[start of Source material]

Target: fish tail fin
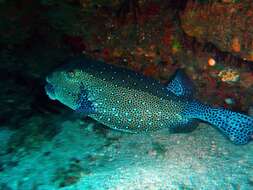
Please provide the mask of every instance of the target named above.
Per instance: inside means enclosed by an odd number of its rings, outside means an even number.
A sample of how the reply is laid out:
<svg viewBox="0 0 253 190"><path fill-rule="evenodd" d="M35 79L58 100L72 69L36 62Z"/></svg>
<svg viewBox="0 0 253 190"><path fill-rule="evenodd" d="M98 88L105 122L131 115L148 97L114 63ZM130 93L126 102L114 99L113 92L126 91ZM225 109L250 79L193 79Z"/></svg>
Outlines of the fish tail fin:
<svg viewBox="0 0 253 190"><path fill-rule="evenodd" d="M253 118L247 115L197 101L190 103L184 114L217 127L235 144L246 144L253 139Z"/></svg>

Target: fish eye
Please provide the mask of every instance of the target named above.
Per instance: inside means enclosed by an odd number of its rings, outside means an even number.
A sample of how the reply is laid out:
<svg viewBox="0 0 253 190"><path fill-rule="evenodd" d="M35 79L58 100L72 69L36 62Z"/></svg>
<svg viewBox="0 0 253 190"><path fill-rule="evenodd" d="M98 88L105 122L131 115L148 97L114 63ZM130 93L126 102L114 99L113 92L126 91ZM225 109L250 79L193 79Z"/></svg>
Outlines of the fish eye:
<svg viewBox="0 0 253 190"><path fill-rule="evenodd" d="M75 71L74 70L69 70L66 72L66 76L70 79L75 77Z"/></svg>

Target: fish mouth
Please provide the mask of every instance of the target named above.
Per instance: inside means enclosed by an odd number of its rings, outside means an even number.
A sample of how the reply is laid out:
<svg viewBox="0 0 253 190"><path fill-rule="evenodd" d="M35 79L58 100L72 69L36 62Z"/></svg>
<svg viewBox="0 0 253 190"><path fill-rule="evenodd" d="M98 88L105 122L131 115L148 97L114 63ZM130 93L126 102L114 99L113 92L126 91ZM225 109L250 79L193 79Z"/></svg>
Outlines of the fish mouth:
<svg viewBox="0 0 253 190"><path fill-rule="evenodd" d="M47 80L47 84L45 86L45 91L50 99L52 99L52 100L56 99L55 98L55 88L51 83L48 82L48 80Z"/></svg>

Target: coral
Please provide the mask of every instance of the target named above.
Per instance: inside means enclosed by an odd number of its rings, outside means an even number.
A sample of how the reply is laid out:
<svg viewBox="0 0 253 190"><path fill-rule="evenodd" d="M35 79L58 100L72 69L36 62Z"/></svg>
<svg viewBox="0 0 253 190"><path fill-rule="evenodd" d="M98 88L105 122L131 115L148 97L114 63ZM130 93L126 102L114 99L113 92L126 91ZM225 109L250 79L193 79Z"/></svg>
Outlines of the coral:
<svg viewBox="0 0 253 190"><path fill-rule="evenodd" d="M237 82L240 78L239 73L232 69L222 70L218 76L223 82Z"/></svg>
<svg viewBox="0 0 253 190"><path fill-rule="evenodd" d="M208 4L189 1L181 14L182 28L200 42L211 42L222 51L253 61L252 10L250 0Z"/></svg>

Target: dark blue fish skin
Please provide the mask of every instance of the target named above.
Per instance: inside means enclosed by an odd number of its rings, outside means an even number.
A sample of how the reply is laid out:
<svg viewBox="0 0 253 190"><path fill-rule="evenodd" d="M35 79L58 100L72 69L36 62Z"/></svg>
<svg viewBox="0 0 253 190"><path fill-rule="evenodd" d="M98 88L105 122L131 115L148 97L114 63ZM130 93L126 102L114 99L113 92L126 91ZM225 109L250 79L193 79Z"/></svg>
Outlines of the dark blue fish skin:
<svg viewBox="0 0 253 190"><path fill-rule="evenodd" d="M200 119L236 144L252 139L251 117L194 100L191 81L181 71L166 86L124 68L81 58L57 69L47 82L51 99L114 129L138 132L187 127Z"/></svg>

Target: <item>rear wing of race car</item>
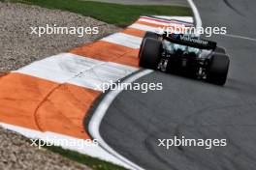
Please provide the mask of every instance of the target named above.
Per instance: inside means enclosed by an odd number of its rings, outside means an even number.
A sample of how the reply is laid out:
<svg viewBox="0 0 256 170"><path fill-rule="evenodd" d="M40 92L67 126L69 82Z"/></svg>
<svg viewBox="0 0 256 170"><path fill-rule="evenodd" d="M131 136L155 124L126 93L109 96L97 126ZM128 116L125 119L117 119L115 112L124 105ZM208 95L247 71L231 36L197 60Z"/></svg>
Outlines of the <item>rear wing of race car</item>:
<svg viewBox="0 0 256 170"><path fill-rule="evenodd" d="M164 34L163 38L174 43L183 44L201 49L214 50L217 46L217 42L210 42L198 38L189 38L188 36L184 36L183 34Z"/></svg>

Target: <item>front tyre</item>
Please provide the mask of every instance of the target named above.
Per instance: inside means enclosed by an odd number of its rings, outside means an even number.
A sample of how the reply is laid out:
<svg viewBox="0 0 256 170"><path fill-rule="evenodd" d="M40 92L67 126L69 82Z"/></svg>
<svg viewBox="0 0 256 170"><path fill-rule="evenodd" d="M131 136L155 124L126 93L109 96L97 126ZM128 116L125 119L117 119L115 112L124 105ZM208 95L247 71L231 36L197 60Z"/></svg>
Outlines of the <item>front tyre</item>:
<svg viewBox="0 0 256 170"><path fill-rule="evenodd" d="M223 86L226 83L230 60L225 54L214 53L211 57L207 81Z"/></svg>
<svg viewBox="0 0 256 170"><path fill-rule="evenodd" d="M221 53L221 54L226 54L226 49L223 47L217 46L216 49L214 50L216 53Z"/></svg>
<svg viewBox="0 0 256 170"><path fill-rule="evenodd" d="M144 41L140 53L140 67L156 70L163 49L162 42L147 38Z"/></svg>

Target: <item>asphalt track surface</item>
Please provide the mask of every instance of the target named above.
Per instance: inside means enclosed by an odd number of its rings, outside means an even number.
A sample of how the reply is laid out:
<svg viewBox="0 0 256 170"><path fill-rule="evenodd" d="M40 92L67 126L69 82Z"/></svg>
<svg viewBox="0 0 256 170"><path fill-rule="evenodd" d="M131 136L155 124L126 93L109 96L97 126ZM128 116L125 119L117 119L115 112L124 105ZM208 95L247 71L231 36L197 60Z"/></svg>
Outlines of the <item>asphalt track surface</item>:
<svg viewBox="0 0 256 170"><path fill-rule="evenodd" d="M137 82L162 82L164 90L123 91L109 108L100 132L116 152L144 169L255 169L256 1L195 0L195 4L205 27L227 26L228 33L236 35L212 37L231 56L226 86L155 71ZM168 151L157 147L157 139L174 135L225 138L228 146Z"/></svg>

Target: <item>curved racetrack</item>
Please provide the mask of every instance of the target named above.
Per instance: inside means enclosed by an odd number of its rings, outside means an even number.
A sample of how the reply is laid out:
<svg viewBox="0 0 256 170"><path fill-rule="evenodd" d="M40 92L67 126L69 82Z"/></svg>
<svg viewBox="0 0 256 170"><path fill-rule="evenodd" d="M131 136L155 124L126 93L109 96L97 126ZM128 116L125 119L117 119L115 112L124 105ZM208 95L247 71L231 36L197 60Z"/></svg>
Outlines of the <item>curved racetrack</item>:
<svg viewBox="0 0 256 170"><path fill-rule="evenodd" d="M116 152L144 169L255 169L256 1L195 4L205 27L227 26L228 36L213 37L231 56L226 86L153 72L137 82L162 82L164 90L122 92L103 119L100 132ZM174 135L226 138L228 146L169 151L157 147L158 138Z"/></svg>

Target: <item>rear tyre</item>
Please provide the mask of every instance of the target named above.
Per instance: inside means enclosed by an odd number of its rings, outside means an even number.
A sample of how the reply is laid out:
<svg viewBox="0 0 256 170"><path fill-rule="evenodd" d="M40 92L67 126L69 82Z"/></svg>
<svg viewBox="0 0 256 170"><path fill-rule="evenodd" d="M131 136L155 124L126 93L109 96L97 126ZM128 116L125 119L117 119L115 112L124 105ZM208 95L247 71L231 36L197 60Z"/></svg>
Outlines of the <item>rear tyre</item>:
<svg viewBox="0 0 256 170"><path fill-rule="evenodd" d="M226 54L226 49L223 47L217 46L216 49L214 50L214 52Z"/></svg>
<svg viewBox="0 0 256 170"><path fill-rule="evenodd" d="M156 70L161 58L162 42L146 38L141 47L140 67Z"/></svg>
<svg viewBox="0 0 256 170"><path fill-rule="evenodd" d="M149 31L145 32L144 37L144 39L142 41L142 43L141 43L141 47L140 47L139 54L141 54L141 52L142 52L142 50L141 50L142 49L142 45L144 44L144 40L147 39L147 38L151 38L151 39L157 40L158 39L158 35L156 33L149 32Z"/></svg>
<svg viewBox="0 0 256 170"><path fill-rule="evenodd" d="M207 81L223 86L226 83L230 60L225 54L215 53L211 57Z"/></svg>

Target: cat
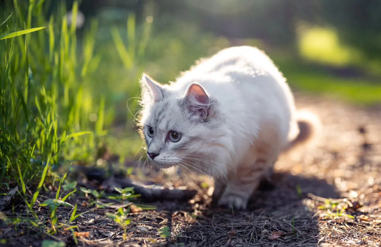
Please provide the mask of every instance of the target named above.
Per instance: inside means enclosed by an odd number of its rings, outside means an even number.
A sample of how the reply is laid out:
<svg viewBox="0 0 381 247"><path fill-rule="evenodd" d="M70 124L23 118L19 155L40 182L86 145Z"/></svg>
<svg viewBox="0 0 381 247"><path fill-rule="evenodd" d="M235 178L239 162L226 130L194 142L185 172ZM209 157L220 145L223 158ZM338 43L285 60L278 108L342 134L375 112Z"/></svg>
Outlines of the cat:
<svg viewBox="0 0 381 247"><path fill-rule="evenodd" d="M280 154L317 129L298 120L285 79L256 48L223 50L169 85L144 73L140 85L138 125L148 159L212 176L221 206L245 209Z"/></svg>

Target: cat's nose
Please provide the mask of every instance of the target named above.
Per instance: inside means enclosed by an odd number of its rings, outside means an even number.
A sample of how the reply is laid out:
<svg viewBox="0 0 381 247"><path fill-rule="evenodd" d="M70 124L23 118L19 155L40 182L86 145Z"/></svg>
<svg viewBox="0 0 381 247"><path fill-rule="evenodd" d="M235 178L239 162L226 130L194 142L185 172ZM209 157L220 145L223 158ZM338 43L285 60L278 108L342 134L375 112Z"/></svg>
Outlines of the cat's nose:
<svg viewBox="0 0 381 247"><path fill-rule="evenodd" d="M159 155L159 154L154 154L154 153L150 153L148 152L147 152L147 153L148 154L148 156L149 156L152 160L154 159L154 158Z"/></svg>

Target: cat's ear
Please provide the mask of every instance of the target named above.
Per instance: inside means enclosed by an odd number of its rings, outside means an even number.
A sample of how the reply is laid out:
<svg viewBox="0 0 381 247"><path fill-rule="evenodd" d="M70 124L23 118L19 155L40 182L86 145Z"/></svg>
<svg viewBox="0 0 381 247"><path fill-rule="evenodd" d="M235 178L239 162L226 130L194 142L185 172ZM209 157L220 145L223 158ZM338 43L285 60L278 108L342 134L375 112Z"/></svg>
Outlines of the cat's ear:
<svg viewBox="0 0 381 247"><path fill-rule="evenodd" d="M140 80L142 96L145 101L158 102L163 99L164 90L163 85L143 74Z"/></svg>
<svg viewBox="0 0 381 247"><path fill-rule="evenodd" d="M184 103L192 114L201 117L209 115L210 99L202 86L192 83L188 87L184 95Z"/></svg>

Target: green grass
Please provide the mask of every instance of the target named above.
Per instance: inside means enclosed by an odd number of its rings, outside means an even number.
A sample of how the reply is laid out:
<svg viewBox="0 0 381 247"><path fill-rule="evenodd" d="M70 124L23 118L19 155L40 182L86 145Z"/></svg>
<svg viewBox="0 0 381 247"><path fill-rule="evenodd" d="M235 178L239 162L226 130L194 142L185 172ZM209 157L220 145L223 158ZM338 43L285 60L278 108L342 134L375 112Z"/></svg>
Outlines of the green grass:
<svg viewBox="0 0 381 247"><path fill-rule="evenodd" d="M294 89L364 106L381 103L381 84L366 78L340 77L300 60L274 59L277 65Z"/></svg>
<svg viewBox="0 0 381 247"><path fill-rule="evenodd" d="M76 184L66 181L65 173L79 161L98 164L97 151L104 146L119 156L121 164L139 157L142 142L133 124L139 109L138 82L143 71L162 83L174 80L195 60L231 43L189 23L147 15L145 21L137 24L131 13L114 21L109 18L116 15L106 10L98 19L89 20L84 33L77 36L64 16L65 6L46 18L44 2L18 5L15 0L1 11L0 23L4 22L0 26L0 192L18 186L18 194L33 219L27 221L35 226L42 224L34 211L36 205L49 208L46 232L51 234L67 226L58 222L59 207L72 209L68 219L72 222L104 207L98 200L101 197L123 202L137 196L128 188L118 188L116 195L82 188L77 191ZM75 19L78 2L73 7ZM155 22L168 28L157 32ZM22 31L25 30L35 31ZM244 42L261 44L254 40ZM346 63L346 50L336 51L342 53L339 63ZM363 104L381 101L379 84L335 77L275 51L269 48L266 51L292 87ZM64 175L57 175L59 168ZM43 192L51 192L50 185L58 188L55 194L37 201ZM95 207L77 213L77 205L65 201L77 193L88 197L89 206ZM125 229L128 219L121 210L109 216ZM75 240L74 228L70 230Z"/></svg>

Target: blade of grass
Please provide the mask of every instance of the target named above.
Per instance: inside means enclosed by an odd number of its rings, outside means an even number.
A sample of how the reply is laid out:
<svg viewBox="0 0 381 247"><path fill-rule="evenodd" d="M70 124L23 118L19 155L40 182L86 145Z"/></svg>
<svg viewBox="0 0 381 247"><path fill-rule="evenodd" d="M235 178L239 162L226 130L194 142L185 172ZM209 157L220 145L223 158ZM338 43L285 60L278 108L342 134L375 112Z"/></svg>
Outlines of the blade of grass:
<svg viewBox="0 0 381 247"><path fill-rule="evenodd" d="M22 35L23 34L26 34L32 32L35 32L36 31L38 31L38 30L40 30L42 29L45 28L45 27L35 27L34 28L30 28L25 30L22 30L21 31L18 31L17 32L14 32L12 33L11 33L10 34L6 34L5 35L0 37L0 40L5 39L6 38L12 38L13 37L16 37L16 36L19 36L20 35Z"/></svg>

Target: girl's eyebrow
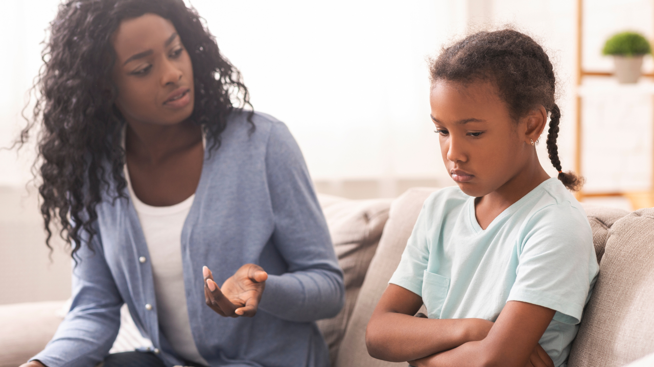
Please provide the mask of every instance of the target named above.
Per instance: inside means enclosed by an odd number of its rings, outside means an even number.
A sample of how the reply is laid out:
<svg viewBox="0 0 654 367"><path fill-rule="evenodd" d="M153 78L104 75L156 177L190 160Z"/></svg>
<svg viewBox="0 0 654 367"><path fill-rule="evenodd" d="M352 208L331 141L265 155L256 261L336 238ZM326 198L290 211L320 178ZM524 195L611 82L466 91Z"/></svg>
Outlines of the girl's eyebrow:
<svg viewBox="0 0 654 367"><path fill-rule="evenodd" d="M434 122L438 122L438 123L443 123L440 120L432 116L431 114L429 115L429 117L432 118L432 120L434 120ZM466 118L455 121L455 123L456 125L465 125L468 122L487 122L487 121L485 120L479 120L478 118Z"/></svg>

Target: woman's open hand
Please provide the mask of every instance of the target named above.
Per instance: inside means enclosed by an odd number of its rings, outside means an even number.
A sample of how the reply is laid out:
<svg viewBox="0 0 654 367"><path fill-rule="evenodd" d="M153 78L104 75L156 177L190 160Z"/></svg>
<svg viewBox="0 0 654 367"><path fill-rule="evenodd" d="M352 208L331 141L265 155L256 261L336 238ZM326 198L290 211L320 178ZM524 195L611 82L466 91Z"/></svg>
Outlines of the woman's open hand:
<svg viewBox="0 0 654 367"><path fill-rule="evenodd" d="M205 300L207 306L225 317L252 317L256 313L259 301L266 287L268 274L254 264L245 264L222 283L213 280L211 270L202 268L204 277Z"/></svg>

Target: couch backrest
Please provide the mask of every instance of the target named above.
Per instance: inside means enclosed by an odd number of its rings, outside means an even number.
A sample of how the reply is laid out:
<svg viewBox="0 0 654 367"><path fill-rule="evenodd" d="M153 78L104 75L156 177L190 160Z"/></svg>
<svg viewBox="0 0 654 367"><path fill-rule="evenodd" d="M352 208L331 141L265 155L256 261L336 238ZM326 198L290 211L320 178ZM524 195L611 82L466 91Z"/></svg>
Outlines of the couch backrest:
<svg viewBox="0 0 654 367"><path fill-rule="evenodd" d="M436 189L410 189L391 204L388 220L345 329L336 359L336 367L406 366L405 362L393 363L370 357L366 347L366 326L381 294L386 289L390 276L400 263L400 258L422 204Z"/></svg>
<svg viewBox="0 0 654 367"><path fill-rule="evenodd" d="M623 366L654 352L654 208L616 221L568 367Z"/></svg>
<svg viewBox="0 0 654 367"><path fill-rule="evenodd" d="M629 214L626 210L606 206L582 204L593 229L593 243L595 246L597 262L602 261L606 241L611 235L611 227L616 221Z"/></svg>
<svg viewBox="0 0 654 367"><path fill-rule="evenodd" d="M334 365L366 272L388 219L392 199L349 200L319 194L318 200L327 220L345 283L343 310L334 317L317 322L329 346Z"/></svg>

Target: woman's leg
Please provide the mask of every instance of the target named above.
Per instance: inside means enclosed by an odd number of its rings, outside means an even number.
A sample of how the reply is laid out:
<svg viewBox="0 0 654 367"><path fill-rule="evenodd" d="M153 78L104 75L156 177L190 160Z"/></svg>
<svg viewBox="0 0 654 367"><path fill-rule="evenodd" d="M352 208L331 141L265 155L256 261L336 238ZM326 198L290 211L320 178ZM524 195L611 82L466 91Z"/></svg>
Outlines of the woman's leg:
<svg viewBox="0 0 654 367"><path fill-rule="evenodd" d="M102 367L165 367L164 362L151 352L123 352L110 354Z"/></svg>

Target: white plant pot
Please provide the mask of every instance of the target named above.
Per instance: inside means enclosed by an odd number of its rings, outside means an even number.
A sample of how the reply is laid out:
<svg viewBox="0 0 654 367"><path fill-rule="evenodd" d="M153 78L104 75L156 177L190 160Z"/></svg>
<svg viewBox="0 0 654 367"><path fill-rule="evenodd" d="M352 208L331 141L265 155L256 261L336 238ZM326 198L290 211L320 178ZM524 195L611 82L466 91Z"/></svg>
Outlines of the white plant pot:
<svg viewBox="0 0 654 367"><path fill-rule="evenodd" d="M640 68L643 65L643 57L613 56L615 63L615 76L619 83L636 83L640 77Z"/></svg>

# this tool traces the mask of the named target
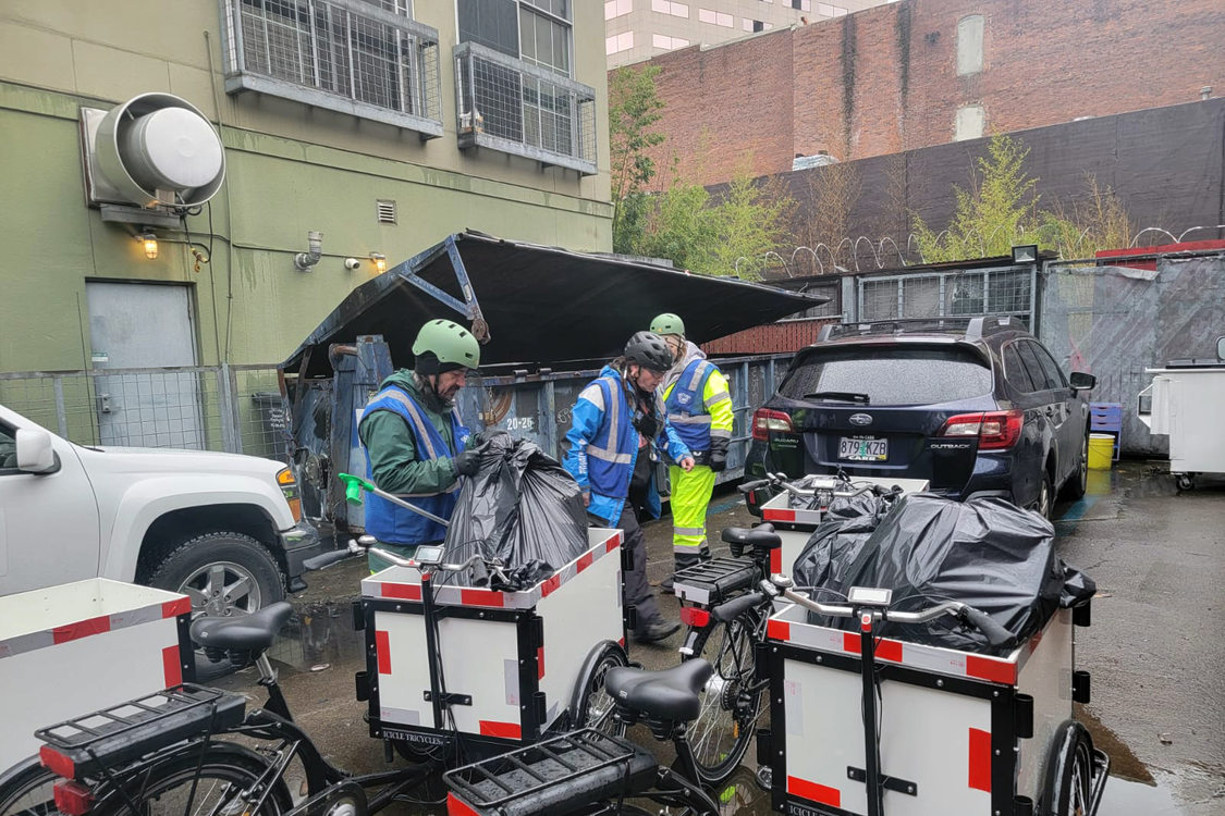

[end of Source material]

» **Problem to solve**: Copy out everything from the start of the lines down to the line containing "Outlines of the fish tail", including both ends and leaving out the pictures.

» **Worked answer**:
Target: fish tail fin
Please provide the mask of every instance of the target named above.
Per instance: inside means enclosed by an odd number of its rings, outside means an even number.
A sample of how the reply is laid out:
<svg viewBox="0 0 253 190"><path fill-rule="evenodd" d="M35 79L58 100L72 69L36 62Z"/></svg>
<svg viewBox="0 0 253 190"><path fill-rule="evenodd" d="M98 88L105 122L131 115L148 97L114 63ZM130 93L126 102L114 99L113 92L126 91ZM225 109L250 79L193 79Z"/></svg>
Outlines of the fish tail fin:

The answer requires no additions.